** STATED EXERCISE **
Format the records below as a two-column CSV with the columns input and output, one row per record. Put each record's text in input and its answer in output, each as one quoted field with every line break replaced by a space.

** MATERIAL SUPPLIED **
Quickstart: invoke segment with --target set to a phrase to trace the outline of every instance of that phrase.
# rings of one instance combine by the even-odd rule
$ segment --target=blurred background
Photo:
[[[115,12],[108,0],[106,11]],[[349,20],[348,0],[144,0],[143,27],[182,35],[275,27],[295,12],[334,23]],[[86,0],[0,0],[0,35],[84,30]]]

** COMPLETED EXERCISE **
input,output
"Quickstart: invoke segment with --target set to a phrase to trace the outline of every instance of that phrase. # rings of one instance combine by the even-odd rule $ segment --target=blurred background Photo:","[[[115,12],[108,0],[106,11]],[[349,20],[348,0],[144,0],[143,27],[182,35],[275,27],[295,12],[334,23]],[[86,0],[0,0],[0,35],[84,30]]]"